§ Extracted entries:
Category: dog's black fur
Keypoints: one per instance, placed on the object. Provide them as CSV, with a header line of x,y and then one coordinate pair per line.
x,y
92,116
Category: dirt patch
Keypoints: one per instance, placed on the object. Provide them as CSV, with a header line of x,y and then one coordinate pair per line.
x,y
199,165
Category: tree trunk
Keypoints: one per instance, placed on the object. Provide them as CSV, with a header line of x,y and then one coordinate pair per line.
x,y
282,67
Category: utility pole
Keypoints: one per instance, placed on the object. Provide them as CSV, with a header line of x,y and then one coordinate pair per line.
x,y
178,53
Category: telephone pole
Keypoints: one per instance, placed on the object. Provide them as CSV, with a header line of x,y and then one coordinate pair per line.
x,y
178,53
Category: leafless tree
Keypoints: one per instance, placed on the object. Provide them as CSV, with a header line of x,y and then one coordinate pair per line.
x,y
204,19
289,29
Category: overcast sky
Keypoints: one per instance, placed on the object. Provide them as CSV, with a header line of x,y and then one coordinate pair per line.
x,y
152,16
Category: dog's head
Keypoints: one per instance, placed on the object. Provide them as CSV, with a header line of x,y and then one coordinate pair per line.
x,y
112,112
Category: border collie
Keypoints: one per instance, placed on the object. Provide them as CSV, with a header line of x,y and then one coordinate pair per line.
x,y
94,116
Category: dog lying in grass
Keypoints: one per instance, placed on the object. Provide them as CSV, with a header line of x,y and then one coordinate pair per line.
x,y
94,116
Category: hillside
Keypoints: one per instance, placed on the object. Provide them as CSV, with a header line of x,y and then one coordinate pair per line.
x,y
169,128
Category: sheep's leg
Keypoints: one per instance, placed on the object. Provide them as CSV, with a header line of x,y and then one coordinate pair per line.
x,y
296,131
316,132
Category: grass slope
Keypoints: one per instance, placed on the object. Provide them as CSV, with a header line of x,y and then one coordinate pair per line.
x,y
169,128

§ Instructions to follow:
The response must consist of the lines above, from the first one through the line containing "Category: tree trunk", reproduced exactly.

§ Result below:
Category: dog's black fur
Keypoints: one per instance, placed on the object. Provide them as CSV, with a header line of x,y and then one coordinate pair per line.
x,y
92,116
Category: dirt patch
Keypoints: one per instance, placed on the object. Provide them as CSV, with a header line of x,y and then one coordinate pair per line.
x,y
199,165
Category: tree trunk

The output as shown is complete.